> Описание задания
Преобразуйте все строки приведённых ниже записей в таблицу Markdown со столбцами «№» и «Строка»: в первом столбце укажите порядковый номер, во втором поместите саму строку. Пустые строки в таблицу не включайте.

> Предоставленные записи
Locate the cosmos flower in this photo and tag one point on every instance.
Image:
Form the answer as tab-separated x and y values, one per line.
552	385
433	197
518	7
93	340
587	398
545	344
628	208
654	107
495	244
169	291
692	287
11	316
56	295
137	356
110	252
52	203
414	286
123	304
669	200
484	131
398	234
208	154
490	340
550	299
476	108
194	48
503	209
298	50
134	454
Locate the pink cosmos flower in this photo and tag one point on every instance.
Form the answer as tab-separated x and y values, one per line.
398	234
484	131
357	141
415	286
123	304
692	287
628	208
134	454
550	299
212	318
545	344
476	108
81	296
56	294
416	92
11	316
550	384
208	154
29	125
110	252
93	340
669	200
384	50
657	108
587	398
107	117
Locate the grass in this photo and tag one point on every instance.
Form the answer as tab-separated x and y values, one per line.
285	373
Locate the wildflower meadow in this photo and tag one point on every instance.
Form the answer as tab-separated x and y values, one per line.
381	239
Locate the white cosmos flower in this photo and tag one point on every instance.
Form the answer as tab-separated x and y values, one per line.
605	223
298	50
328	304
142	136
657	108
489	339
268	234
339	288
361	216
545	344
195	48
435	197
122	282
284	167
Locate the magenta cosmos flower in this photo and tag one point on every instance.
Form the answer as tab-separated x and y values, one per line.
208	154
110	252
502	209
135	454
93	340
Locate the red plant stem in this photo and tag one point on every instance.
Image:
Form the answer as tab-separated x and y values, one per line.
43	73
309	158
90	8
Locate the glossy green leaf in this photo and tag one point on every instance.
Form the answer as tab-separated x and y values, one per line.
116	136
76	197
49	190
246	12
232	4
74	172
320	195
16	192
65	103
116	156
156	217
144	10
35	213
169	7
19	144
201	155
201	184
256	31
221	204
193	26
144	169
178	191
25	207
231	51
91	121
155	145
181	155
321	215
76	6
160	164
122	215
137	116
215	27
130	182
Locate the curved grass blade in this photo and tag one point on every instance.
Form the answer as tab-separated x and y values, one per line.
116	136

> Итоговый ответ
| № | Строка |
|---|---|
| 1 | Locate the cosmos flower in this photo and tag one point on every instance. |
| 2 | Image: |
| 3 | Form the answer as tab-separated x and y values, one per line. |
| 4 | 552	385 |
| 5 | 433	197 |
| 6 | 518	7 |
| 7 | 93	340 |
| 8 | 587	398 |
| 9 | 545	344 |
| 10 | 628	208 |
| 11 | 654	107 |
| 12 | 495	244 |
| 13 | 169	291 |
| 14 | 692	287 |
| 15 | 11	316 |
| 16 | 56	295 |
| 17 | 137	356 |
| 18 | 110	252 |
| 19 | 52	203 |
| 20 | 414	286 |
| 21 | 123	304 |
| 22 | 669	200 |
| 23 | 484	131 |
| 24 | 398	234 |
| 25 | 208	154 |
| 26 | 490	340 |
| 27 | 550	299 |
| 28 | 476	108 |
| 29 | 194	48 |
| 30 | 503	209 |
| 31 | 298	50 |
| 32 | 134	454 |
| 33 | Locate the pink cosmos flower in this photo and tag one point on every instance. |
| 34 | Form the answer as tab-separated x and y values, one per line. |
| 35 | 398	234 |
| 36 | 484	131 |
| 37 | 357	141 |
| 38 | 415	286 |
| 39 | 123	304 |
| 40 | 692	287 |
| 41 | 628	208 |
| 42 | 134	454 |
| 43 | 550	299 |
| 44 | 212	318 |
| 45 | 545	344 |
| 46 | 476	108 |
| 47 | 81	296 |
| 48 | 56	294 |
| 49 | 416	92 |
| 50 | 11	316 |
| 51 | 550	384 |
| 52 | 208	154 |
| 53 | 29	125 |
| 54 | 110	252 |
| 55 | 93	340 |
| 56 | 669	200 |
| 57 | 384	50 |
| 58 | 657	108 |
| 59 | 587	398 |
| 60 | 107	117 |
| 61 | Locate the grass in this photo and tag one point on every instance. |
| 62 | Form the answer as tab-separated x and y values, one per line. |
| 63 | 285	373 |
| 64 | Locate the wildflower meadow in this photo and tag one point on every instance. |
| 65 | Form the answer as tab-separated x and y values, one per line. |
| 66 | 381	239 |
| 67 | Locate the white cosmos flower in this photo and tag one point on every instance. |
| 68 | Form the answer as tab-separated x and y values, one per line. |
| 69 | 605	223 |
| 70 | 298	50 |
| 71 | 328	304 |
| 72 | 142	136 |
| 73 | 657	108 |
| 74 | 489	339 |
| 75 | 268	234 |
| 76 | 339	288 |
| 77 | 361	216 |
| 78 | 545	344 |
| 79 | 195	48 |
| 80 | 435	197 |
| 81 | 122	282 |
| 82 | 284	167 |
| 83 | Locate the magenta cosmos flower in this photo and tag one point on every instance. |
| 84 | Form the answer as tab-separated x and y values, one per line. |
| 85 | 208	154 |
| 86 | 110	252 |
| 87 | 502	209 |
| 88 | 135	454 |
| 89 | 93	340 |
| 90 | Locate the red plant stem in this photo and tag one point on every instance. |
| 91 | Image: |
| 92 | Form the answer as tab-separated x and y values, one per line. |
| 93 | 43	73 |
| 94 | 309	158 |
| 95 | 90	8 |
| 96 | Locate the glossy green leaf in this photo and tag one point on every instance. |
| 97 | Form the answer as tab-separated x and y values, one per line. |
| 98 | 116	136 |
| 99 | 76	197 |
| 100 | 49	190 |
| 101 | 246	12 |
| 102 | 232	4 |
| 103 | 74	172 |
| 104 | 320	195 |
| 105 | 16	192 |
| 106 | 65	103 |
| 107 | 116	156 |
| 108 | 156	217 |
| 109 | 144	10 |
| 110 | 35	213 |
| 111 | 169	7 |
| 112 | 19	144 |
| 113 | 201	155 |
| 114 | 201	184 |
| 115 | 256	31 |
| 116 | 221	204 |
| 117 | 193	26 |
| 118 | 144	169 |
| 119 | 178	191 |
| 120 | 25	207 |
| 121 | 231	51 |
| 122 | 91	121 |
| 123 | 155	145 |
| 124 | 181	155 |
| 125 | 321	215 |
| 126 | 76	6 |
| 127 | 160	164 |
| 128 | 122	215 |
| 129 | 137	116 |
| 130 | 215	27 |
| 131 | 130	182 |
| 132 | Locate the curved grass blade in this photo and tag one point on every instance. |
| 133 | Form the answer as tab-separated x and y values, one per line. |
| 134 | 116	136 |